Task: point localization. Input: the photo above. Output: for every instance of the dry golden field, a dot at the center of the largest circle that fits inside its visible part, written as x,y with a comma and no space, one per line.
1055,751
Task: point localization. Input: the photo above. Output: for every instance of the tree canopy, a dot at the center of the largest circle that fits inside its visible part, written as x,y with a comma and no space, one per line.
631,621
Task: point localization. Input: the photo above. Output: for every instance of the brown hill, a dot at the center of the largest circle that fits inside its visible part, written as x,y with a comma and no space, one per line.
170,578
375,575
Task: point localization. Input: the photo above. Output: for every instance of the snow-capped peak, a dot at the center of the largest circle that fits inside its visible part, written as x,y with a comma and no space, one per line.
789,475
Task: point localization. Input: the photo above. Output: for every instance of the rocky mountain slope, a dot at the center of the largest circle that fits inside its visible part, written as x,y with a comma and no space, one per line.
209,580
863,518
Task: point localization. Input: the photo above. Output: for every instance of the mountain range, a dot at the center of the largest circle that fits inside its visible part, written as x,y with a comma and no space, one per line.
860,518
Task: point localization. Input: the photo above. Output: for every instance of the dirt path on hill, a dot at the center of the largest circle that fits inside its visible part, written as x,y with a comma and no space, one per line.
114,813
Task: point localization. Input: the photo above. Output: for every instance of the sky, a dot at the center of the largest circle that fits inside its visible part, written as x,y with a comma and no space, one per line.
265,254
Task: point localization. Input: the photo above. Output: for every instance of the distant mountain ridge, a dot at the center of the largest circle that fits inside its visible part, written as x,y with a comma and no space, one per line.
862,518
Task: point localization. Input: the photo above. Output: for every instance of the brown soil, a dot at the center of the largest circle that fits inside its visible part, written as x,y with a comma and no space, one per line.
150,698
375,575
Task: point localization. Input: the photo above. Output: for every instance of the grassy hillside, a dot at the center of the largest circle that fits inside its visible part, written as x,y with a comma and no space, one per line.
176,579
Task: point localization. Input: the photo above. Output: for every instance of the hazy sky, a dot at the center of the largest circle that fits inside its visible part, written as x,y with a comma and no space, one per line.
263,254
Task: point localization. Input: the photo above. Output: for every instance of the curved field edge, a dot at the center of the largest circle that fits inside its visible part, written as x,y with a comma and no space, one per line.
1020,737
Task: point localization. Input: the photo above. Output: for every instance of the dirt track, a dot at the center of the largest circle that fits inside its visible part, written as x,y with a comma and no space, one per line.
┄┄┄┄┄┄┄┄┄┄
Action item:
Repeat the listing above exactly, keeping every word as it stands.

Answer section:
Task: point localization. Input: the photo above. Output: for every instance of the dry golden field, a dot at the center of the largest circle that fits inside its visible part, written as x,y with a comma and no space, one per line.
1055,751
Task: point localization. Input: the photo above. Output: for every instance of the tree canopy, a dot at the center of the largest circle that fits inside its visible part, written as x,y with a comma and no space, one per line.
631,621
Task: point localization. Input: the photo above. Output: for every instance of the brown hill, a dot at the center of the largest circle that fits inside its visible part, written as x,y with a comma and no space, one per line.
170,578
375,575
Task: point localization. Input: the photo above. Output: for every instance of the snow-capped peak, a dot at the center of the largest circle that fits inside its visible part, written as x,y with a comma and no space, one per line.
789,475
Task: point localization. Input: the photo above. Output: for every instance of the rocky mountain slope, a dot at the center of the largest circle that fits inside its visible part, written as x,y with a comma and no space, one per line.
209,580
863,518
Task: point localization. Input: the photo above. Output: for every instance of the mountain range, a dot at the center of the largest circle that fits inside its visible part, written as x,y with a comma and no space, one per line.
860,518
Task: point localization. Input: the photo above. Output: for every instance of the dirt path on hill, a dot at the center of the largest circle that fits inside its visible part, written as x,y with a comma and no space, one per line.
114,813
Task: point localization. Input: the photo above. Output: for every instance of the sky, a dot at the center of the largest circle that fits inside its visible part, written as x,y with a comma and no space, one per line.
265,254
Task: point localization. Input: the photo above. Output: for every instance of the distant mountain ridge, a dot at the center of the largest circle that fits inside its visible part, written as x,y with a comma and no space, one per line.
862,518
Task: point localization. Input: the photo above. Output: for every instance of the brown soil, a dot at the center of the largest circle that fits inside its visible part, written as x,y with a comma and no space, one per line.
150,698
375,575
Task: point localization. Input: the photo above. Output: for every instance of the grassy hillside, a dot at the center of the largest circle that fits inside its visible part, written as x,y with a comma and no space, one per line.
176,579
Task: point localization. Input: the photo above. Output: for every instance of the hazy sky, a dot at the center of the largest circle that fits inside its visible part, written as x,y with a comma and no space, one per line.
263,254
Task: point localization. Input: the photo above. Output: for every instance of the curved field edge, a dot at the center of the largest circle that fits inside its visible part, written as x,y with a comma and no space, one per line.
1020,737
Task: point localization. Input: the photo above. Output: for every instance of the dirt track, a dot at the center of the largest circle that fits inside its visible part, written as x,y with a comma and no space, one per line.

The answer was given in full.